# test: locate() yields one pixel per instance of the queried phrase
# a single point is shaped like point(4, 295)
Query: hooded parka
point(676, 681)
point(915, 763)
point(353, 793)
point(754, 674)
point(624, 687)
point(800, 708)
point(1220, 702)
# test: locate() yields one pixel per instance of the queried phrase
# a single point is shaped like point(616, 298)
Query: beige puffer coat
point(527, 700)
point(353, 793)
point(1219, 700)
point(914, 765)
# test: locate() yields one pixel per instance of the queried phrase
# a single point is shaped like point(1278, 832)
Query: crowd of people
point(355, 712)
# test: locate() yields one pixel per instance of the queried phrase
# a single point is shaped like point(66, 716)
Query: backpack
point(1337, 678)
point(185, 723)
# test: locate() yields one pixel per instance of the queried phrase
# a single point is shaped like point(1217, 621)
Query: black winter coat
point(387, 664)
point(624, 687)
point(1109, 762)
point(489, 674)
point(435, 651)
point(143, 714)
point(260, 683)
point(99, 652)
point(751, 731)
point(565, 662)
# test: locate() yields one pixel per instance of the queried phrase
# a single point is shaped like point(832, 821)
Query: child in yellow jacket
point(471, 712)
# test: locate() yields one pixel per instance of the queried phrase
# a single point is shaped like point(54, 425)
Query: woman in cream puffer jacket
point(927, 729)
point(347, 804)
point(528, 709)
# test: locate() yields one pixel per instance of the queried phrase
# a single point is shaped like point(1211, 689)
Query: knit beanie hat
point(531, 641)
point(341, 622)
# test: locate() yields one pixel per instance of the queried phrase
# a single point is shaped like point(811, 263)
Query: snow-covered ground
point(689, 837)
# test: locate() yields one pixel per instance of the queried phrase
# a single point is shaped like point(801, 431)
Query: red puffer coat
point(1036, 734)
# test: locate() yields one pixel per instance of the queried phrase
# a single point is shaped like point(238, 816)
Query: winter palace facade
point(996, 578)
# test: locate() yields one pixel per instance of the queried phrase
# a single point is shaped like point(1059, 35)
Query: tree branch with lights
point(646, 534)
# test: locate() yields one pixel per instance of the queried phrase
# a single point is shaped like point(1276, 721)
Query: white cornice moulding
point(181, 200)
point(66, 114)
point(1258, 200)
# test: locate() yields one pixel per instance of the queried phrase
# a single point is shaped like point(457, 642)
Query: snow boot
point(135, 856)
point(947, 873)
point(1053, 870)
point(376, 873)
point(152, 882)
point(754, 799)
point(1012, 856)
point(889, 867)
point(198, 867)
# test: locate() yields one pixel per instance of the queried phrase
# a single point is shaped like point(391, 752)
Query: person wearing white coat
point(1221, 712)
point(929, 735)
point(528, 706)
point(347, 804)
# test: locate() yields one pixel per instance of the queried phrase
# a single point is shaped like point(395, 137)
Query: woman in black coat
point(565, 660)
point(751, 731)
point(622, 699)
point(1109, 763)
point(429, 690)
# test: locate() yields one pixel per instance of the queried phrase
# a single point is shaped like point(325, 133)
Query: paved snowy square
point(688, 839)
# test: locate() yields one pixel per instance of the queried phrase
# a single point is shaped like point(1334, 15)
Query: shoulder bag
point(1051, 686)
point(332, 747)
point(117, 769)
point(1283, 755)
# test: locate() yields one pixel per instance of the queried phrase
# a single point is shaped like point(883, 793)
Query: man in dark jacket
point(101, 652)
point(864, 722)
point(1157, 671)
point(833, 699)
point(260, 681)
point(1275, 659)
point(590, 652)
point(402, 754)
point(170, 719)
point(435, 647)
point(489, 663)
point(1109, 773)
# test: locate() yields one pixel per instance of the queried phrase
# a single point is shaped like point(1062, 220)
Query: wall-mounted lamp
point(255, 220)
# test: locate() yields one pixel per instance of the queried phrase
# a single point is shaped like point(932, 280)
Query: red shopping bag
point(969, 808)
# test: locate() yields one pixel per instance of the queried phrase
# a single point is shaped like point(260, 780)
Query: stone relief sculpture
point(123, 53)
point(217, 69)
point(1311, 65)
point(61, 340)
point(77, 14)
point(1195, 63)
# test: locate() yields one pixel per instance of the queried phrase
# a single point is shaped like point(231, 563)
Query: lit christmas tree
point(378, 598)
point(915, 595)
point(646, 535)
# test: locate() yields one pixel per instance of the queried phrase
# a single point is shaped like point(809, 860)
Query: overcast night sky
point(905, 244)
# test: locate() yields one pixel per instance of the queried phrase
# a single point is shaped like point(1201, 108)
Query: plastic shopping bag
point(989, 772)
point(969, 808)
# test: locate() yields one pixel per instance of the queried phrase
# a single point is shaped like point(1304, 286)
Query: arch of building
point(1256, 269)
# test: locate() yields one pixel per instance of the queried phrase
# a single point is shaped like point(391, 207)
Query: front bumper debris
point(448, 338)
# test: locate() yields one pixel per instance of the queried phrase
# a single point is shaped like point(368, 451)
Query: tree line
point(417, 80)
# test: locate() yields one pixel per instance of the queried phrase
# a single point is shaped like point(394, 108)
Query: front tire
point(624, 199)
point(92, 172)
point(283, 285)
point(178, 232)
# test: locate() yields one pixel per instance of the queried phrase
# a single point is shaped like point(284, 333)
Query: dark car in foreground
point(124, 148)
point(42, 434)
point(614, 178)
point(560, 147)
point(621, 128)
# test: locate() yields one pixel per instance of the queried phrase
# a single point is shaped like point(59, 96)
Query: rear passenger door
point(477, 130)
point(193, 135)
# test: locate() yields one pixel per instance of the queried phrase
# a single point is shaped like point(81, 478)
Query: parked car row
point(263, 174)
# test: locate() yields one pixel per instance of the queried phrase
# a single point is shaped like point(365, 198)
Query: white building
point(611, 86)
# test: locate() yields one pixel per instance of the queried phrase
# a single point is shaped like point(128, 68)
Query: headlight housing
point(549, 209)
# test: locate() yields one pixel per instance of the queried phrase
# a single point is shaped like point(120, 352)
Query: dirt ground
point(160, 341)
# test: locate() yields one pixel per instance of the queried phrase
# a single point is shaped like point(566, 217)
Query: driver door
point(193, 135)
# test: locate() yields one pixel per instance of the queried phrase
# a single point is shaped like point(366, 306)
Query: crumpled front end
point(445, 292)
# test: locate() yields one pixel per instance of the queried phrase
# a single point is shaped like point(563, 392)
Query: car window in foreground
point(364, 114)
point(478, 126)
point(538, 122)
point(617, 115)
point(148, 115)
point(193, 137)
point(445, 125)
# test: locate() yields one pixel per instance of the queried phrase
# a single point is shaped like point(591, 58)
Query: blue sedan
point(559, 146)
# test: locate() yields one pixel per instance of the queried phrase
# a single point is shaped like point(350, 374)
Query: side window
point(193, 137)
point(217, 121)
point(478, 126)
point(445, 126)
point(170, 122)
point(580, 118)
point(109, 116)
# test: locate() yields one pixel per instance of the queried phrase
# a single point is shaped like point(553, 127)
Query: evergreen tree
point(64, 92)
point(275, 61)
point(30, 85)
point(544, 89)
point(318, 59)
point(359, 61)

========================================================================

§ **Work order**
Copy the whole listing above once more, character for character.

§ **Exercise answer**
# test: locate() yields one pixel per instance of the queried phrase
# a single point is shaped like point(4, 295)
Query: hooded parka
point(676, 681)
point(915, 763)
point(353, 793)
point(754, 674)
point(624, 687)
point(800, 708)
point(1220, 702)
# test: locate() yields one pixel per instance of the queried phrase
# a single point is shaped like point(616, 298)
Query: beige puffer coat
point(527, 700)
point(353, 793)
point(1219, 700)
point(914, 765)
# test: locate() yields one pixel per instance of the queried phrase
# a single point is shaped like point(1278, 832)
Query: crowd of people
point(355, 712)
# test: locate() yields one pixel per instance of the queried phrase
# a single point is shaped like point(66, 716)
Query: backpack
point(1337, 678)
point(185, 723)
# test: locate() yields one pixel per instance of the queried phrase
# a single point is shaped like point(1217, 621)
Query: black winter coat
point(387, 664)
point(624, 687)
point(1109, 762)
point(489, 674)
point(435, 651)
point(143, 714)
point(260, 683)
point(99, 652)
point(751, 731)
point(565, 662)
# test: locate() yields one pixel per instance of the queried phrase
# a single point is shaped like point(832, 821)
Query: child in yellow jacket
point(471, 712)
# test: locate() yields one pixel per instance of the queried phrase
# a single point is shaped like point(54, 425)
Query: woman in cream puffer jacket
point(927, 729)
point(347, 804)
point(528, 709)
# test: locate() yields one pixel per instance of the queried phrase
# a single point is shaped like point(1211, 689)
Query: knit beanie hat
point(531, 641)
point(341, 622)
# test: locate() yields one pixel per instance of the queried phrase
# a single point is shaped like point(811, 263)
Query: snow-covered ground
point(689, 837)
# test: locate() yields one pixel per instance of the queried phrase
# a single point is shaped like point(801, 431)
Query: red puffer coat
point(1036, 734)
# test: locate() yields one pixel per instance of the queried phrase
# a single point is shaped like point(238, 816)
Query: winter palace facade
point(996, 578)
# test: locate() yields one pixel per instance of the queried phrase
# a single point is shaped like point(1059, 35)
Query: tree branch with lights
point(646, 534)
# test: locate() yields one pixel per instance of the queried phrase
# a single point is shaped like point(1276, 721)
Query: white cornice moulding
point(181, 200)
point(66, 114)
point(1258, 200)
# test: locate() yields one pixel per instance of the queried phrase
# a single point is shaped like point(457, 642)
Query: snow boot
point(135, 856)
point(947, 873)
point(1053, 870)
point(376, 873)
point(152, 882)
point(754, 799)
point(1012, 856)
point(889, 867)
point(198, 867)
# test: locate() yields one pixel per instance of the queried phrase
# a single point is shaped like point(391, 752)
Query: person wearing white coat
point(1221, 712)
point(929, 735)
point(528, 706)
point(347, 804)
# test: locate() yields one pixel per instance of the queried phrase
# a single point is shaped like point(395, 137)
Query: woman in black coat
point(565, 660)
point(751, 731)
point(622, 699)
point(1109, 763)
point(429, 690)
# test: locate() yields one pixel per instance of the queried phrase
# a single point is shaped like point(325, 133)
Query: paved snowy square
point(688, 839)
# test: locate() yields one pixel per instance of the queried phrase
# a single point is shaped like point(1334, 15)
Query: shoulder bag
point(1051, 686)
point(332, 747)
point(117, 769)
point(1283, 755)
# test: locate() yields one pixel per instance of the queried phrase
# a single point is shaped like point(883, 793)
Query: man in dark jacket
point(101, 652)
point(864, 722)
point(1157, 671)
point(833, 699)
point(260, 681)
point(1275, 659)
point(590, 652)
point(402, 754)
point(170, 719)
point(435, 647)
point(489, 663)
point(1109, 773)
# test: locate() yields one pixel per instance of the queried phrase
# a single point is shaped like point(1062, 220)
Query: wall-mounted lamp
point(255, 220)
# test: locate() yields one pixel per instance of the queried phrase
# a single point is shaped like point(932, 280)
Query: red shopping bag
point(969, 808)
# test: locate() yields one pixel per instance of the queried phrase
# a single point is shaped like point(260, 780)
Query: stone relief sculpture
point(123, 53)
point(217, 69)
point(1311, 65)
point(61, 340)
point(77, 14)
point(1195, 63)
# test: locate() yields one pixel per instance of the queried phrase
# a single point is shaped like point(231, 563)
Query: lit christmas tree
point(378, 598)
point(915, 595)
point(646, 535)
# test: locate() yields one pixel per instance of the queried phrase
# a single point is shaped like point(809, 860)
Query: overcast night sky
point(905, 244)
# test: locate() yields one pixel per instance of the queried phrase
# a single point is shaped like point(1201, 108)
Query: plastic shopping bag
point(989, 772)
point(969, 808)
# test: locate() yields one pixel per instance of the queried phrase
# a single point is shaped like point(1304, 286)
Query: arch of building
point(1256, 269)
# test: locate() yields one pixel per instance of the queried phrase
# a single point is shaped like point(391, 207)
Query: front bumper debris
point(448, 338)
# test: locate() yields one pixel per instance of the queried phrase
# a single point is shaped like point(368, 451)
Query: tree line
point(417, 80)
# test: locate() yields one pixel per instance of the queried phrase
# a single point is shaped like point(394, 108)
Query: front tire
point(624, 199)
point(92, 172)
point(283, 285)
point(178, 232)
# test: locate() yields one pixel per instance of the queried phrase
# a single point is shaped like point(284, 333)
Query: dark car in foreground
point(124, 148)
point(42, 434)
point(614, 178)
point(560, 147)
point(621, 128)
# test: locate() yields one pixel per instance of the queried phrase
# a single point is shaped like point(59, 96)
Query: rear passenger door
point(477, 130)
point(193, 135)
# test: locate() yields one pixel per instance of the queried phrase
# a single point is shaped like point(81, 478)
Query: parked car row
point(263, 174)
# test: locate() yields one pixel per instance of the queried phrase
# a single point is shaped like point(365, 198)
Query: white building
point(611, 86)
# test: locate() yields one pixel per instance of the queried phrase
# a single point is shaped like point(128, 68)
Query: headlight housing
point(549, 209)
# test: locate() yields one pixel per instance of the queried phrase
# a single point is shaped like point(120, 352)
Query: dirt ground
point(160, 341)
# test: locate() yields one pixel per instance of the queried phrase
# a single point is shaped like point(566, 217)
Query: driver door
point(193, 135)
# test: locate() yields one pixel per instance of the queried phrase
# a single point is shaped like point(366, 306)
Query: crumpled front end
point(445, 292)
# test: locate() yields one pixel per instance of the queried phrase
# a single point is shaped like point(563, 392)
Query: car window in foreground
point(364, 114)
point(478, 126)
point(538, 122)
point(617, 115)
point(148, 115)
point(193, 137)
point(445, 125)
# test: locate() yields one pixel per instance of the queried phrase
# a single point is shaped like point(591, 58)
Query: blue sedan
point(559, 146)
# test: locate() yields one pixel per instance of the queried phrase
# a single point is shaped like point(350, 374)
Query: side window
point(193, 137)
point(217, 121)
point(478, 126)
point(445, 126)
point(170, 122)
point(580, 118)
point(109, 116)
# test: locate() yields one pixel per instance of the queried phrase
# a single point is shaped like point(553, 127)
Query: evergreen tree
point(64, 92)
point(275, 61)
point(30, 85)
point(544, 89)
point(318, 59)
point(359, 61)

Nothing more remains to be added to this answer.